• SOURCE DOCUMENT
Alistair Urquhart grew up in Aberdeen, Scotland and was enjoying a pretty good life until Hitler declared war on the British. As a 20 year-old he joined the local army regiment, the Gordon Highlanders. He was shipped out to Singapore, where he languished through a boring year shuffling papers and perfecting his ball room dancing.
Then everything changed and what ensued is one of the worst stories I have ever heard. He was captured by the Japanese in 1942 when they invaded Singapore. Forced into slave labor as a POW, he survived 750 days in the jungle working on the notorious “Death Railway” and building the bridge over the River Kwai. During this time over 100,000 men lost their lives and Urquart was very luck not to be among them. Things went from bad to worse when he was transported on a Japanese “hellship,” in a hold where you were unable to move because the men were packed in so tightly. Almost one in three of the POWs on these ships died in the hold. To make matters worse his ship was torpedoed, and nearly everyone on board died, but not Urquhart. He drifted on a make shift raft for five days in the South China Sea, and while others were rescued by the American submarine that sunk them, he was rescued by a Japanese whaling ship and returned to the enemy.

• WHAT YOU WILL DO
1. In the account of Alistair Urquhart's wartime experience, how many days did he spend in the jungle working on the "Death Railway"?
2. Continue the account of Alistair Urquhart's wartime ordeal, starting after its last sentence.

• DATA EXTRACT
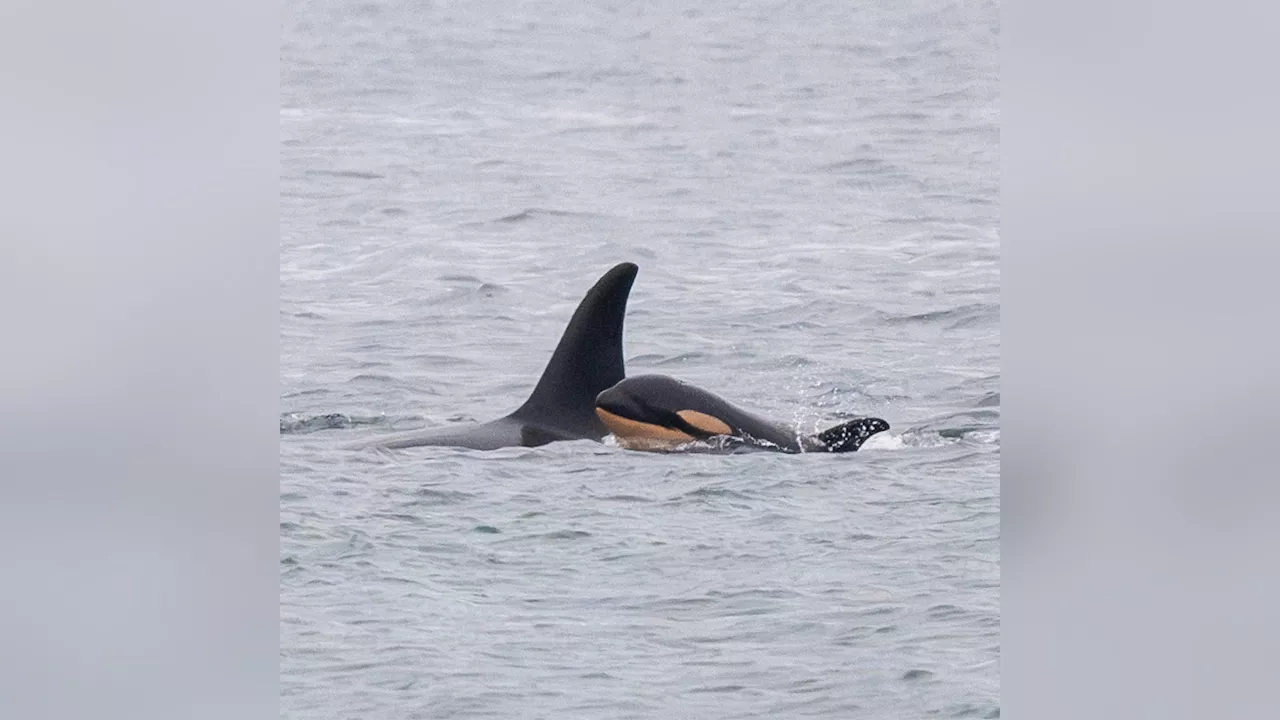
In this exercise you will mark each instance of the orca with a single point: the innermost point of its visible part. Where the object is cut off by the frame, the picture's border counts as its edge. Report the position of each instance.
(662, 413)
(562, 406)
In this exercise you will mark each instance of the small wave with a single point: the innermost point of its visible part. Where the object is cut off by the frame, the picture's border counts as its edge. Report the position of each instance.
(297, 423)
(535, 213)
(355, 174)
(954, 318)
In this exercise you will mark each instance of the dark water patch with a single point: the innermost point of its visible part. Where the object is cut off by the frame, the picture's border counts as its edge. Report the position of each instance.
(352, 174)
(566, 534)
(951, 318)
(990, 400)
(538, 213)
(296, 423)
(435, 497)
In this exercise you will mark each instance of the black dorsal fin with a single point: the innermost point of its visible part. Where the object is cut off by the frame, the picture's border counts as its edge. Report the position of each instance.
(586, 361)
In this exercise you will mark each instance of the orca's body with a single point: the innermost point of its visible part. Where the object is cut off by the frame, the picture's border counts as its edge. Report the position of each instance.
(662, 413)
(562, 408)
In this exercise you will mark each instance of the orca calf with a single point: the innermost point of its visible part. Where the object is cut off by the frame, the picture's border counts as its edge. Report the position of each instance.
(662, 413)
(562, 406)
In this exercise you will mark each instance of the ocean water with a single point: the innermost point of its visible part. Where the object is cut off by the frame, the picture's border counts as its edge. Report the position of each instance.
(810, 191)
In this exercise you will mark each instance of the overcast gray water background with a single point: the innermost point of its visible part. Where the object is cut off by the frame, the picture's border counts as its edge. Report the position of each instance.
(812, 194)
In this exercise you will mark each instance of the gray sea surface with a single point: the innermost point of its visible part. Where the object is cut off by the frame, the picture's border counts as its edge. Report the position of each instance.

• RESULTS OF THE TASKS
1. 750 days

2.
The misfortune does not end here, as he was taken to Japan and forced to work in a mine near Nagasaki. Two months later, he was just ten miles from ground zero when an atomic bomb was dropped knocking him to the ground. In late August 1945, he was freed by the American Navy, and on the way to the boat he drove though radiated dust, which later lead to cancer. At this point the 5' 6" 135 lb Urquart had been reduced to 82 lbs and he looked like a living skeleton after three and a half years as a POW.
The greatest insult of all was that the British government never gave him any compensation nor did they provide medical help for his litany of maladies: cholera, beriberi, dysentery, malaria, and the subsequent cancer from radiation exposure and skin cancer from sun exposure. Despite the constant nightmares and never being able to eat anything but the simplest, blandest foods for the rest of his life, he married and had a happy family. He finally sat down to tell the world his story in 2010. At 91, he still lives in Dundee and spends his time teaching retired people how to use the computer and attends and teaches ballroom dancing.
After reading this book I don't think I can ever complain about anything, ever. He is truly part of the greatest generation.